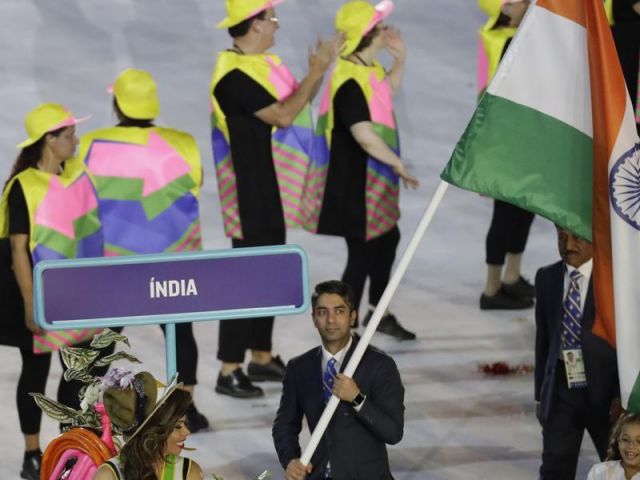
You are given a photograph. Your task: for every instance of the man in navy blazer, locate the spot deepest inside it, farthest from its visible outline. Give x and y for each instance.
(565, 413)
(369, 415)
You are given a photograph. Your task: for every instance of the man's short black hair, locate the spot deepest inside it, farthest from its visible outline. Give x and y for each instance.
(336, 287)
(242, 28)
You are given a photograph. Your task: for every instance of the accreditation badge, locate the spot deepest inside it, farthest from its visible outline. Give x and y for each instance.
(574, 366)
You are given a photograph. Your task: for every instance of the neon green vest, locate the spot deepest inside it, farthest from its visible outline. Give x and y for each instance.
(291, 147)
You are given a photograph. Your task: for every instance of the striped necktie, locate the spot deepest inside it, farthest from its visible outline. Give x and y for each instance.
(328, 378)
(572, 314)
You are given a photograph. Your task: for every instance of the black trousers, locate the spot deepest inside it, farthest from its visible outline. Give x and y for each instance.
(33, 378)
(236, 336)
(508, 232)
(570, 415)
(186, 352)
(374, 260)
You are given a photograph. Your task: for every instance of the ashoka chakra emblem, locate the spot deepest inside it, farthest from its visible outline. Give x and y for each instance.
(624, 187)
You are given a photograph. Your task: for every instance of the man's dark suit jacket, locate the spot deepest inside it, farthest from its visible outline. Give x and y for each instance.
(599, 358)
(354, 441)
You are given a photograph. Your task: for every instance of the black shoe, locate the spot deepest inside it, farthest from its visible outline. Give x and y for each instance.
(521, 289)
(389, 324)
(502, 301)
(31, 466)
(195, 420)
(270, 372)
(237, 385)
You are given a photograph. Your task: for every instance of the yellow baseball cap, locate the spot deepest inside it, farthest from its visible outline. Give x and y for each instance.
(45, 118)
(492, 8)
(137, 94)
(240, 10)
(356, 19)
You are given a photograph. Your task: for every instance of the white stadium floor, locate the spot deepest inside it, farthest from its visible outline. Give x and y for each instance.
(460, 424)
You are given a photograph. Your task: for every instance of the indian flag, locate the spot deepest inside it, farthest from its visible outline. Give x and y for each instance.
(555, 134)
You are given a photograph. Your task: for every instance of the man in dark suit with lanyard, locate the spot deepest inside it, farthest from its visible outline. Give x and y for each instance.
(576, 374)
(370, 414)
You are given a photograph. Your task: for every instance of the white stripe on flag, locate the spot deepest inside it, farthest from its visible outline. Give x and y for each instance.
(625, 247)
(557, 79)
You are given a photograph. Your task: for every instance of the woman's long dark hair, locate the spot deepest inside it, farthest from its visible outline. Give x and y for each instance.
(30, 156)
(140, 454)
(613, 453)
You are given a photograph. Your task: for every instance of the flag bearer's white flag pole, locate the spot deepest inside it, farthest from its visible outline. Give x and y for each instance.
(375, 318)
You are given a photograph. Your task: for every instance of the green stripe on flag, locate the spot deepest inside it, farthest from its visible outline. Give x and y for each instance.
(521, 156)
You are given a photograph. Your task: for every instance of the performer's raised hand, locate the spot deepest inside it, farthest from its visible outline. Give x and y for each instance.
(394, 43)
(407, 180)
(345, 388)
(325, 52)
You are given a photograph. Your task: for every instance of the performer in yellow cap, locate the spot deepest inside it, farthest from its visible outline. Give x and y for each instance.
(261, 135)
(509, 229)
(48, 211)
(626, 33)
(353, 187)
(148, 179)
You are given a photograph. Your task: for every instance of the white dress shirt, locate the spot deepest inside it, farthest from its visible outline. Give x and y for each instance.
(339, 356)
(583, 284)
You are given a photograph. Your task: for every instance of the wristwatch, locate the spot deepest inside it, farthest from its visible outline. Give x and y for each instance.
(357, 401)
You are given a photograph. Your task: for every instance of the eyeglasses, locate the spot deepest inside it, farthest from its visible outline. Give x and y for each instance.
(626, 442)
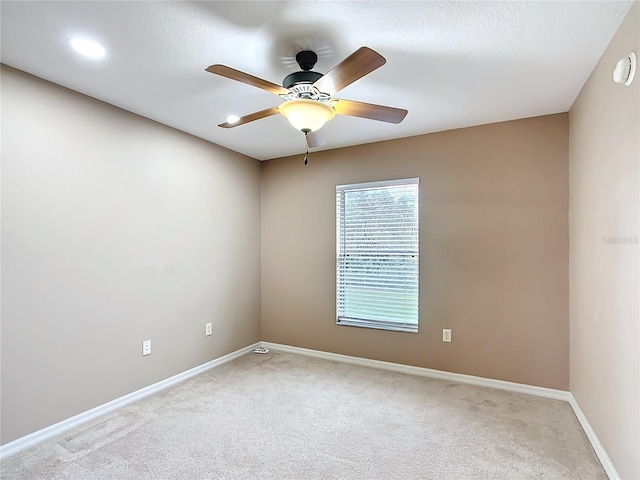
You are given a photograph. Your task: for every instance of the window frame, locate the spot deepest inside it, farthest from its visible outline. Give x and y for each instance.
(380, 323)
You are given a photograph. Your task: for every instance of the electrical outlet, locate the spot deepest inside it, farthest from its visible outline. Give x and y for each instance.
(446, 335)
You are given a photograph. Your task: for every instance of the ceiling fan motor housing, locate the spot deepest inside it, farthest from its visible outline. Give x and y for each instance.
(307, 60)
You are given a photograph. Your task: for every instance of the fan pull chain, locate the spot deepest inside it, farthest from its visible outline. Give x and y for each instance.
(306, 153)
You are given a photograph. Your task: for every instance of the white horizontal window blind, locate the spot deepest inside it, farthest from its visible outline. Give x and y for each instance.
(377, 255)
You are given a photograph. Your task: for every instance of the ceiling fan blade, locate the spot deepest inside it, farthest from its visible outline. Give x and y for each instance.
(370, 110)
(251, 117)
(239, 76)
(315, 139)
(355, 66)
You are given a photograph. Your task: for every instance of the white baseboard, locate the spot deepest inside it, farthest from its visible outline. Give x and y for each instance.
(427, 372)
(606, 462)
(77, 420)
(468, 379)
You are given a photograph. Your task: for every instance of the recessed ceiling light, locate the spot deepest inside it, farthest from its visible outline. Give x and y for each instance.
(88, 48)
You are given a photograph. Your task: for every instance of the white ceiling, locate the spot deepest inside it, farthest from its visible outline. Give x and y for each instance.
(451, 64)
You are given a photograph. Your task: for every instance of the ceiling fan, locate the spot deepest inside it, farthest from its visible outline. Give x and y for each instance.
(308, 95)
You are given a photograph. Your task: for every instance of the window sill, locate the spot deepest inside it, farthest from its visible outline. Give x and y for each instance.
(378, 325)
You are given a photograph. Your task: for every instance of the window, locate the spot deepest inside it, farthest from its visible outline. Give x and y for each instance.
(377, 255)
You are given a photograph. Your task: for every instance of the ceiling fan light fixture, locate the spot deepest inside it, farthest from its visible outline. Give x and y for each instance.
(306, 115)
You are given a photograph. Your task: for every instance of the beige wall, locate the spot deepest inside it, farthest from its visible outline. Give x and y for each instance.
(604, 212)
(115, 229)
(493, 250)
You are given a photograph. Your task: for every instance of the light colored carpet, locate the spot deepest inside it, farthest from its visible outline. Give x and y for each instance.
(285, 416)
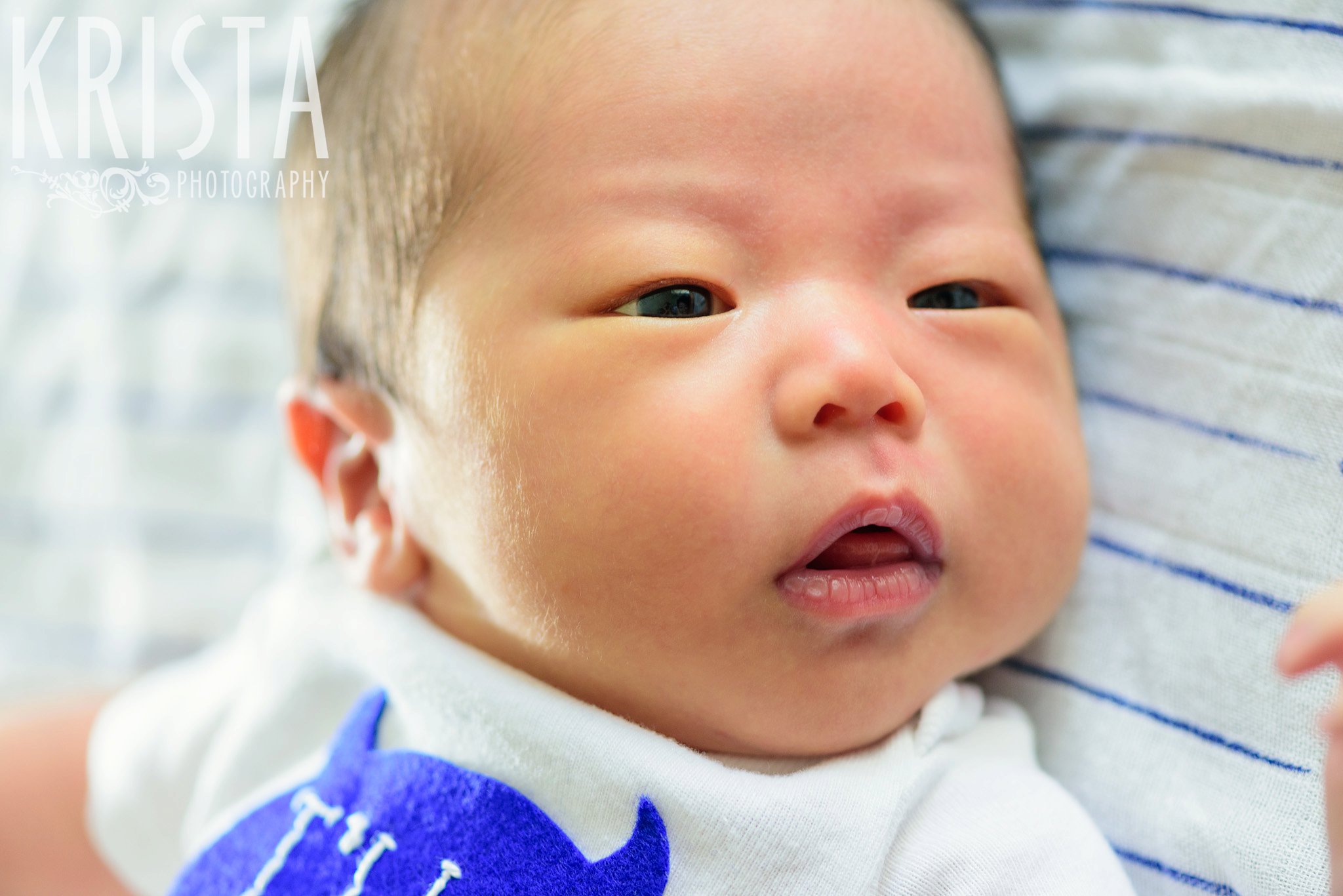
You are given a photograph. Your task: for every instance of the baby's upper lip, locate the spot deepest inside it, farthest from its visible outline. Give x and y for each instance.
(902, 512)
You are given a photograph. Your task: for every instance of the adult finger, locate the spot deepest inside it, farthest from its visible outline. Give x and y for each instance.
(1315, 633)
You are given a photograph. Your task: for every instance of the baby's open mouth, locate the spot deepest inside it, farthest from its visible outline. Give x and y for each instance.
(864, 547)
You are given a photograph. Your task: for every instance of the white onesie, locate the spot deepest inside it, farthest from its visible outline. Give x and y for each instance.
(340, 743)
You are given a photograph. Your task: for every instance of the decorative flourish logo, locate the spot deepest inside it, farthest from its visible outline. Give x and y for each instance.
(112, 190)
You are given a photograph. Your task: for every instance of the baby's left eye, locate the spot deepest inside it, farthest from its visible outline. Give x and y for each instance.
(947, 297)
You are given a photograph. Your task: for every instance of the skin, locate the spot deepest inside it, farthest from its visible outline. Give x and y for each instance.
(1313, 641)
(605, 501)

──────

Return the data exactly. Do not carry over any images.

◆ Response for this exercise ◆
You are given a photograph. Your task: for every instance of the man in navy blazer, locate the spot deepest inside it, farthest from its visible outline. Give x and y for each instance.
(565, 413)
(369, 415)
You are given a photograph. Your task: for every instance of the man's short black hair, locate the spot deepest inside it, farthest from its visible outline. Give x and y for each instance.
(336, 287)
(242, 28)
You are given a photograph. Your task: for every instance of the accreditation badge, locate the spot deepest inside it, farthest from its visible outline. Give x and y for each instance.
(574, 366)
You are given a photograph. Your task: for every instance of the neon green vest, locate the spot deepest inside it, farthest from its visible outline. Give x and y for each instance.
(291, 147)
You are given a photograph. Your task: for every instance of the striped necktie, locate the spot deepest inside it, farthest from its visible outline. Give x and y for each instance.
(328, 378)
(572, 314)
You are given a photograph. Your task: for every instance of the black trousers, locate the spot deepest inside it, farthest from its visible outline. Give x and y for each instance.
(33, 378)
(236, 336)
(508, 232)
(570, 415)
(186, 352)
(374, 260)
You are given a photograph. Your task: for every instance of the ashoka chakra emblem, locate the spot deepest inside it, farthest from its visible outline. Give x and y for each instance.
(624, 187)
You are given a photograph. Your task: for every instance of the man's dark suit jacket, locate the spot deepest inside it, farthest from its visible outline. Give x and y for each instance.
(599, 358)
(354, 441)
You are given a photograph. Your task: for every instance of the black shoe, locate the spot deepest inside it, farthest from its visible outline. Give x and y for each instance.
(521, 289)
(389, 324)
(502, 301)
(31, 466)
(195, 420)
(270, 372)
(237, 385)
You are given a photograph. Your task: for every instance of the yellow baseball cap, locate the spot deepest inside it, farthest from its visible outline. Give x and y for each instance.
(45, 118)
(492, 8)
(137, 94)
(240, 10)
(356, 19)
You are given a photograph. Your task: for every instance of the white stadium floor, locate the spot deepest inside it, farthest from its visible outline. Give x and y for each instance.
(460, 424)
You are given a photograph. Your task: for every instance of the indian flag, locate the spot deepest inside it, farthest from its visible outline. Give x and y for each instance.
(555, 134)
You are given a photograph. Your task: for every instance of the man in dark suit with lanyard, locate the spot deepest inside it, farthest from its visible outline. Give x and y for each instance.
(576, 374)
(370, 414)
You are given a photograph. Your task: for every instance of the white stripe on flag, locate the spot deepest inside it, farthest from its visible outline. Give x and y for each instance.
(625, 247)
(557, 79)
You are given a photograph. Your task: for every instance of the woman's long dark hair, locate the spot deepest inside it, farthest from its visible outline. Give x and y for each instance.
(30, 156)
(140, 454)
(613, 453)
You are given a photograph. Your task: for every instance of the flag bearer's white flag pole, locate the spot deepest inside it, farthest from its visible outline. Give x and y for each instance.
(375, 318)
You are given a photograph. Your task: for every instance of the green stripe on flag, locate the spot deepest inside it, farthest from its visible outline. Give x and y for each instance.
(521, 156)
You are given a photograph. Your task: for every instance of the performer's raised hand, locate the spot deepest inside it, farthest from its visible outline. Give x and y for each instance.
(394, 43)
(407, 180)
(345, 388)
(325, 52)
You are given a photograph. Your task: for every instance of the performer in yellow cap, locate the spot deepest inside it, farthest from its visible outline. Give x and y for each instance.
(261, 135)
(509, 229)
(48, 211)
(626, 33)
(353, 187)
(148, 179)
You are given a photograph. Your task: for every instance of the white dress shirt, locate the spot deepest inside it, farthest from its visible outline. Give x and y for each instance.
(339, 356)
(583, 284)
You are given a photograph. Your task: for every instance of the wristwatch, locate the spot deepest inside it, farthest from its visible outline. Give x and y for each instance.
(357, 401)
You are given a photograph. Your task: for every instance of the eyeglasses, locate the spot deepest inside it, farthest from its visible outline. Give x and y for each instance.
(626, 442)
You are given a photograph. Your task: for every instance of the window frame, locate the spot deepest inside it, farthest from its visible outline. Give x and y for each instance.
(380, 323)
You are given a photograph. Your task: for every instance of the electrical outlet, locate the spot deepest inside it, farthest from its visible outline. Give x and y for each instance.
(446, 335)
You are given a photograph. Your task: for every instance of the ceiling fan motor housing, locate the spot deepest inside it, farthest from its visible outline. Give x and y for each instance.
(307, 60)
You are given a photograph. Your task: for every instance of the fan pull chain, locate the spot deepest inside it, farthest from its visible outline. Give x and y for each instance.
(306, 153)
You are given a photograph. Your task: for every instance of the white horizontal window blind, locate the spot deepest inside it, farthest from its visible outline. Give x and y for each instance.
(377, 255)
You are given a photograph. Your task: for every instance of the ceiling fan blade, locate the spot deepest inside it, farthest from its visible outline. Give x and y for each instance.
(370, 110)
(251, 117)
(239, 76)
(315, 139)
(355, 66)
You are given a photograph. Your task: for every instance of the white baseboard, locate the spot deepest inside it, farthest from its visible outline. Give x and y for each instance.
(427, 372)
(606, 462)
(77, 420)
(468, 379)
You are given a photograph. Your task: for every instance of the recessed ceiling light, locate the spot deepest inside it, farthest from its visible outline. Give x and y for each instance.
(88, 48)
You are given a photograph. Your task: for every instance of the white ceiling, locate the spot deepest inside it, farthest from its visible outline. Give x and y for each instance.
(451, 64)
You are given a photograph. Your task: for every instance of the ceiling fan, locate the spot deepest inside it, farthest from its visible outline. Give x and y for each instance.
(308, 95)
You are given a photograph. Your task: for every instance of the window sill, locate the spot deepest inside it, farthest from its visible outline. Give x and y for each instance.
(378, 325)
You are given a photograph. Your task: for every instance of the window, locate the spot deepest inside it, farthest from its visible outline. Give x and y for each instance.
(377, 255)
You are given a photograph. Your task: for every instance of the ceiling fan light fixture, locate the spot deepest inside it, farthest from its visible outline. Give x and y for each instance.
(306, 115)
You are given a photograph. Your task: for every instance of the beige wall, locate the spot deepest inside it, farthest from its visible outline. Give x and y for each instance.
(604, 212)
(115, 229)
(493, 250)
You are given a photograph. Your task: for every instance of the light colored carpet, locate the spot deepest inside it, farthest from its visible outline. Give x and y for each instance.
(285, 416)
You are given a photograph. Your task: for every instance of the baby's upper lip, locate the spot deepest inside it, farthest from its visible outline. Give x and y for each instance.
(902, 512)
You are given a photograph. Your task: for every instance of the adult finger, locate the spot deepest inside it, farthest from its visible outline. Give x and y for each instance.
(1315, 633)
You are given a photograph. Your task: for every instance of the baby's open mouth, locate the spot deepest inside it, farthest from its visible outline. Give x and y for each instance.
(864, 547)
You are given a photograph. Your task: for every instance of the white onesie, locate the spot deepest inside it, farthest from its visible outline. Give x and y for each instance.
(340, 743)
You are given a photograph. Your task: for every instance of the decorative flourish logo, locate the spot deepest inside it, farthest from its visible outline. Give x and y for each instance.
(112, 190)
You are given a photograph. Your task: for every instance of the baby's left eye, locate the spot deepest inside it, farthest from its visible outline. Give x and y for each instance.
(947, 297)
You are given a photograph. Your task: for every instance of the skin, locate the spot deepest inside it, farthest from its visible outline. Give x and y for each instance.
(1313, 641)
(605, 501)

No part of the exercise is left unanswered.